[Vorgegebener Text]:
------------------------

ERDTMANN gegen GERMANY (Europäischer Gerichtshof für Menschenrechte) Individualbeschwerde Nr. 56328/10

Europäischer Gerichtshof für Menschenrechte
FÜNFTE SEKTION
ENTSCHEIDUNG
Individualbeschwerde Nr. 56328/10
E.
gegen Deutschland

Der Europäische Gerichtshof für Menschenrechte (Fünfte Sektion) hat in seiner Sitzung am 5. Januar 2016 als Kammer mit den Richterinnen und Richtern

Ganna Yudkivska, Präsidentin,
Angelika Nußberger,
André Potocki,
Faris Vehabović,
Síofra O’Leary,
Carlo Ranzoni,
Mārtiņš Mits,
und Claudia Westerdiek, Sektionskanzlerin,

im Hinblick auf die oben genannte Individualbeschwerde, die am 29. September 2010 erhoben wurde,

nach Beratung wie folgt entschieden:

SACHVERHALT

1. Der 19.. geborene Beschwerdeführer, E., ist deutscher Staatsangehöriger und in M. wohnhaft. Vor dem Gerichtshof wurde er von Herrn E., Rechtsanwalt in H., vertreten.

------------------------

Schreib aus der Gerichtsentscheidung oben das Stück von „1. Der 19..“ bis „in H., vertreten.“ Wort für Wort ab.

[Datenteil]:
------------------------

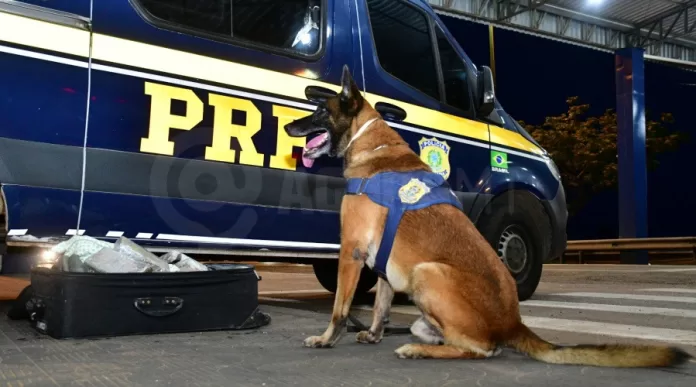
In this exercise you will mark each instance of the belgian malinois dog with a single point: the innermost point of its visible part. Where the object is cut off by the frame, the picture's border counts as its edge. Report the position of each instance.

------------------------

[Antwort zur Aufgabe]:
1. Der 19.. geborene Beschwerdeführer, E., ist deutscher Staatsangehöriger und in M. wohnhaft. Vor dem Gerichtshof wurde er von Herrn E., Rechtsanwalt in H., vertreten.